Start Information supplied

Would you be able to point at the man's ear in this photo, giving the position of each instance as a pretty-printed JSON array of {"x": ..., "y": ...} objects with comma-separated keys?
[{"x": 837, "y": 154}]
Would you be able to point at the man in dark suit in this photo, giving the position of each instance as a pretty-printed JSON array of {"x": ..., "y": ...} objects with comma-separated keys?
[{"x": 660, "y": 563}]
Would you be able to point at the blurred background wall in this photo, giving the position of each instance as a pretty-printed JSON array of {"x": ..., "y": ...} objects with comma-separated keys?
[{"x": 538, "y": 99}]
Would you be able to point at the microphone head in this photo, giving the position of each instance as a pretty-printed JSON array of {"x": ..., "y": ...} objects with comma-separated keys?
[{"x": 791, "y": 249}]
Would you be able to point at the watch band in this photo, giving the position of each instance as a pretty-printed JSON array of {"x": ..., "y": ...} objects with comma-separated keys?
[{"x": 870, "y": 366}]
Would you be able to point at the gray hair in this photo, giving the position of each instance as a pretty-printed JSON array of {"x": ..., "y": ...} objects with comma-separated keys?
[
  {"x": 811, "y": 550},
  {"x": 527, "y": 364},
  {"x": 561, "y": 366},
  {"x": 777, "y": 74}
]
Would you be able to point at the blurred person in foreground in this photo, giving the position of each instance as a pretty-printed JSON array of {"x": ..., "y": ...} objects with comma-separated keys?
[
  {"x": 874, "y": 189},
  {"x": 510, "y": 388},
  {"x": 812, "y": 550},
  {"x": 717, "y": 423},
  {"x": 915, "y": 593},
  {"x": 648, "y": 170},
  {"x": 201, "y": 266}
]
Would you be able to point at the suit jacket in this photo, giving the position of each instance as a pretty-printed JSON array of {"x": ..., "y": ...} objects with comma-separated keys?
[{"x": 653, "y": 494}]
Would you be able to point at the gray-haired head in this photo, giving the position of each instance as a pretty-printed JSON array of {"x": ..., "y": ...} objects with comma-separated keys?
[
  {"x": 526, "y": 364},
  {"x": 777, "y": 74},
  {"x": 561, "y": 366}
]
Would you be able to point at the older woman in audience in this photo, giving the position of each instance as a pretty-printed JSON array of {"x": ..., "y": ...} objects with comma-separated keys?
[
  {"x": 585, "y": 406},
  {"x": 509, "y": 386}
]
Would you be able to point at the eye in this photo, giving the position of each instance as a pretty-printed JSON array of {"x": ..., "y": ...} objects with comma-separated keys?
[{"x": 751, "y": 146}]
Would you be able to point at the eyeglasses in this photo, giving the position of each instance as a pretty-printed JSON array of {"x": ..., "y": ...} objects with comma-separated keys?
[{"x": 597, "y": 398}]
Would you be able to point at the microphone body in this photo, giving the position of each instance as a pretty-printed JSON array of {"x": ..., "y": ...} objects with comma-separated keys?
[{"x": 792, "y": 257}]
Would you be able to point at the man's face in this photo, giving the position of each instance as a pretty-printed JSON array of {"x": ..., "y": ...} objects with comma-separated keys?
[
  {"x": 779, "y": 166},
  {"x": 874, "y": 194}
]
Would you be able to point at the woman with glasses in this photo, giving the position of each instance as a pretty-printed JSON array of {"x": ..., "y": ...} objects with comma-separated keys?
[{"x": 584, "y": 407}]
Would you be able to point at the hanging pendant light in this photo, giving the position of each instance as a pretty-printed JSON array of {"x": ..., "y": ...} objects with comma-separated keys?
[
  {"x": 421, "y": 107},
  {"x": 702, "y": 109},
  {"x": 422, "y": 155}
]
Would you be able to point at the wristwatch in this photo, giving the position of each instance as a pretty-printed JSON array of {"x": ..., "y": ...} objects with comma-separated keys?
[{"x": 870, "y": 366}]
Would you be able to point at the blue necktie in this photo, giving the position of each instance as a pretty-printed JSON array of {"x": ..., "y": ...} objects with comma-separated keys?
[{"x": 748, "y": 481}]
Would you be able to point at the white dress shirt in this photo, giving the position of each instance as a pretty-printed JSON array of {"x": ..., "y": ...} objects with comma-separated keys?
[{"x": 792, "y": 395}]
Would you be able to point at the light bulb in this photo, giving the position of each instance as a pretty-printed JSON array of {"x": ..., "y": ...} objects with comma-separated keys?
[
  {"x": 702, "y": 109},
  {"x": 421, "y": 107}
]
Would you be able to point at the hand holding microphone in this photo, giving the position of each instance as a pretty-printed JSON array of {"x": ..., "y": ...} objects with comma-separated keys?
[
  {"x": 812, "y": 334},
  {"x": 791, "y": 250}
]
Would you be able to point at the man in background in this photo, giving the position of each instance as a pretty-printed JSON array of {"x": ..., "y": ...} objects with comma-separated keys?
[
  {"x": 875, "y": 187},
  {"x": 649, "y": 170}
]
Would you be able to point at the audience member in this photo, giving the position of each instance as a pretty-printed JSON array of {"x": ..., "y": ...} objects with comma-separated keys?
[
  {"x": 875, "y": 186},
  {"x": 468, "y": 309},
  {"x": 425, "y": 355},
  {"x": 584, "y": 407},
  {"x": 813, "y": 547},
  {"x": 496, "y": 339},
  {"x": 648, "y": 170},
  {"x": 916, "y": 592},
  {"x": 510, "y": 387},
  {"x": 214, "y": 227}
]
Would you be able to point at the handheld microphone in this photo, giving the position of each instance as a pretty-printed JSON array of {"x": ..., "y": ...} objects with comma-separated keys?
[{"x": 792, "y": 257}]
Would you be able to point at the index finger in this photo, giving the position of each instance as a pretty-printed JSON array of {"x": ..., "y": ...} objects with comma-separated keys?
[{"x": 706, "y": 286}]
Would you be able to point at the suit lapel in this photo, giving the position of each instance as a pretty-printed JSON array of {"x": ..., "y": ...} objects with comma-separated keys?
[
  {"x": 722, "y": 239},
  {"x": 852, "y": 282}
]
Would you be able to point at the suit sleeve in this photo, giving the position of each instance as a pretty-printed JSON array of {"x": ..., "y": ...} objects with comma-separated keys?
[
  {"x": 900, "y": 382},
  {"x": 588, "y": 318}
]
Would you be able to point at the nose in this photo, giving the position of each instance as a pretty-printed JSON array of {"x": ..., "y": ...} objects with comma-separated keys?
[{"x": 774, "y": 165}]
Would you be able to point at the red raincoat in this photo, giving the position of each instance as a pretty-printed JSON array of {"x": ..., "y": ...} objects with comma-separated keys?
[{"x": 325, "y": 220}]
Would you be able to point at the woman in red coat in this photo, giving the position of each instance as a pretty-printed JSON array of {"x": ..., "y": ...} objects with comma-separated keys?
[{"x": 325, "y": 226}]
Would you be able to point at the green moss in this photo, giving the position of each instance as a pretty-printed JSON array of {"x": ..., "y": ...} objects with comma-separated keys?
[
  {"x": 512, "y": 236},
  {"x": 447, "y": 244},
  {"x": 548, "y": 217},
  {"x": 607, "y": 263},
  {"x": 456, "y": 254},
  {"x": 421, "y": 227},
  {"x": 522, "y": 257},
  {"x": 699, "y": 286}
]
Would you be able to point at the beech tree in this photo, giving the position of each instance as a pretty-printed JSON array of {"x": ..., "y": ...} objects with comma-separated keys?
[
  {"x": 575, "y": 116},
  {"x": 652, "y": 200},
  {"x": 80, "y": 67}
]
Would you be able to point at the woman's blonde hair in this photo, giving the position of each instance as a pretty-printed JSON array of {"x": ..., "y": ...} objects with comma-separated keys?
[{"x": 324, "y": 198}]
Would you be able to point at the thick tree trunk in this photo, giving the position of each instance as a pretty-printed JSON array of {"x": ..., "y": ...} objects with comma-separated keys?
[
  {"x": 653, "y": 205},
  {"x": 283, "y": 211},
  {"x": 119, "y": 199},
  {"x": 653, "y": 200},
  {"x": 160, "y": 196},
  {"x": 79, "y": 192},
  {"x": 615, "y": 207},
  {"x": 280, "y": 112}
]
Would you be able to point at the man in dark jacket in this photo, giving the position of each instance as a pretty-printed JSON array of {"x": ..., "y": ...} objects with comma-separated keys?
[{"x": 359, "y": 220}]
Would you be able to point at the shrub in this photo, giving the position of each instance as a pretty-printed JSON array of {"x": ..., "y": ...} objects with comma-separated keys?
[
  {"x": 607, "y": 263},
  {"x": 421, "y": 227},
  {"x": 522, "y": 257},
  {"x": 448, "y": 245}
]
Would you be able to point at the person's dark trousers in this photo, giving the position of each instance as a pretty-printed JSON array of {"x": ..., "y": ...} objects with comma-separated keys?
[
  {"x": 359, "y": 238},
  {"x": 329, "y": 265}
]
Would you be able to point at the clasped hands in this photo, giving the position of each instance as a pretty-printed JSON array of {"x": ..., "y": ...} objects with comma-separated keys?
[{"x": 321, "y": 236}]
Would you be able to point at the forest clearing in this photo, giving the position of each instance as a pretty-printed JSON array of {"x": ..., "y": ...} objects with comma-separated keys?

End Information supplied

◆ What to work on ◆
Rewrite the records from the line holding "in dark jacket" through the end of the records, inclusive, replacing "Would you be able to" with "Can you" and leaving everything else unchanged.

◆ Result of the task ◆
Can you point at the man in dark jacket in this photo, giving the position of each instance as a pretty-printed JSON array of {"x": ..., "y": ...} objects with comma-separated keys?
[{"x": 359, "y": 220}]
Can you point at the shrub in this photo, giving the position of each instance as a pretty-printed JSON array of {"x": ..., "y": ...} objects with comma-separated keys?
[
  {"x": 607, "y": 263},
  {"x": 421, "y": 227},
  {"x": 522, "y": 257},
  {"x": 448, "y": 245}
]
Can you point at the person's dark trousers in this photo, giving the position of each instance as a pretty-printed JSON array of {"x": ..., "y": ...} objects with comma-separated keys?
[
  {"x": 359, "y": 238},
  {"x": 329, "y": 265}
]
Can you point at the clasped hands in this photo, giving the position of each instance as a pretty-printed JSON array of {"x": ..., "y": ...} objects with comma-separated keys?
[{"x": 321, "y": 236}]
Can you point at the forest clearing in this photo, giving the position of each instance as a pretty-printed JSON array of {"x": ..., "y": ...} objects with comma-separated keys?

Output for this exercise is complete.